▶ **PASSAGE PROVIDED**
━━━━━━━━
Write an equation of the line that contains the specified point and is parallel to the indicated line. $$ (1,3), 3 x-y=7 $$

Short Answer

Expert verified
The equation is y = 3x.

Step by step solution

01

Analyze the Given Line

First, convert the equation of the given line from standard form to slope-intercept form to find its slope. The given line is 3x - y = 7. Solve for y to get it into the slope-intercept form (y = mx + b).
02

Rearrange to Slope-Intercept Form

Rearrange the equation 3x - y = 7 to isolate y: y = 3x - 7. This shows that the slope (m) of the line is 3.
03

Utilize the Point-Slope Form

Since parallel lines have the same slope, use the slope (m = 3) and the given point (1, 3) in the point-slope form of a line equation, which is y - y_1 = m(x - x_1).
━━━━━━━━
▶ **INFORMATION PROVIDED**
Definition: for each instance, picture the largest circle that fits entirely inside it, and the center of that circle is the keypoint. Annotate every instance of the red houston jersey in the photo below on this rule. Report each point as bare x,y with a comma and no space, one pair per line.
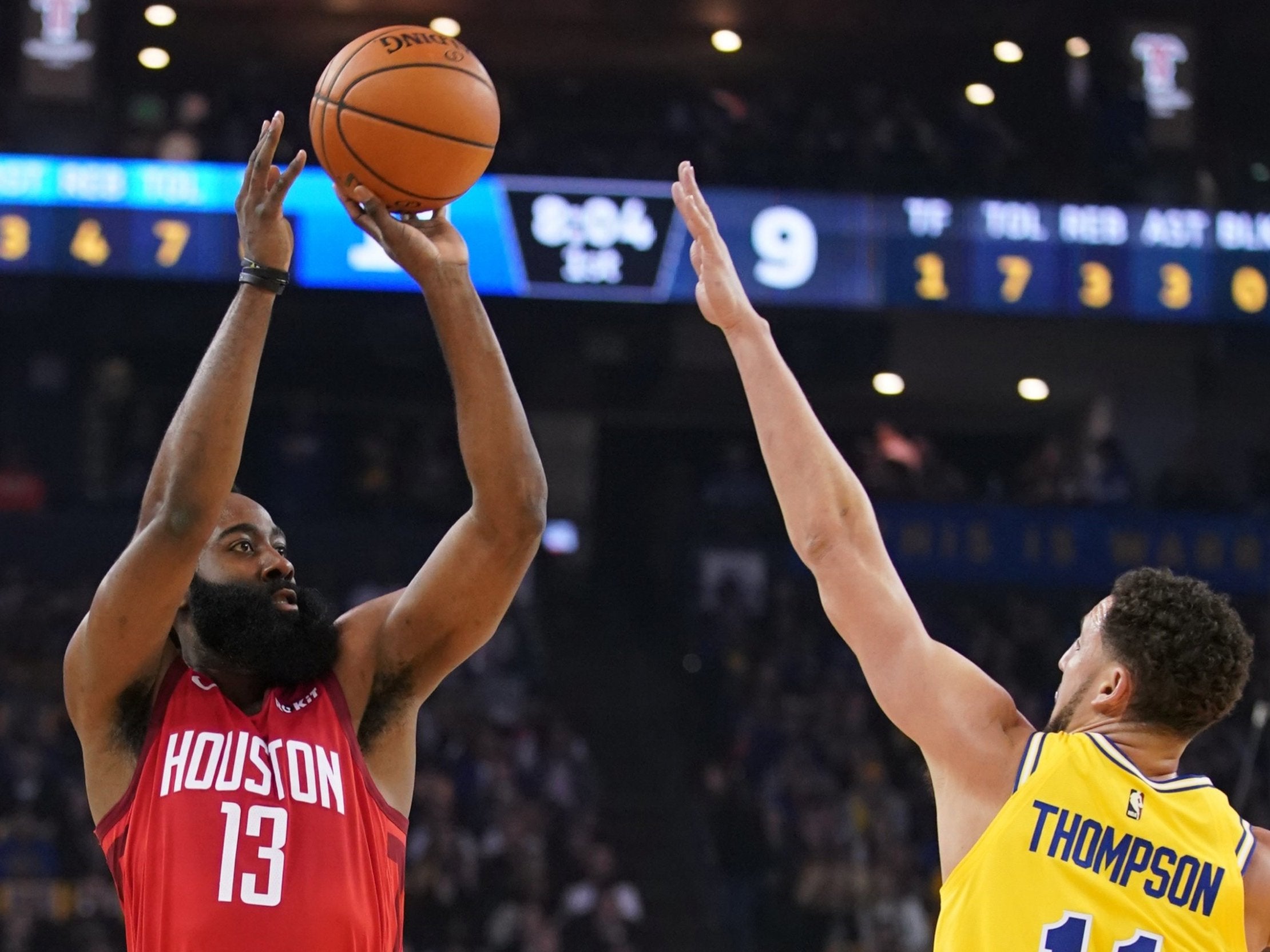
255,833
━━━━━━━━
▶ **OBJECTIVE**
Please reproduce the worked solution on parallel lines above word for word, starting at "Since parallel lines" and ending at "y_1 = m(x - x_1).".

▶ **SOLUTION TO THE PROBLEM**
Since parallel lines have the same slope, use the slope (m = 3) and the given point (1, 3) in the point-slope form of a line equation, which is y - y_1 = m(x - x_1).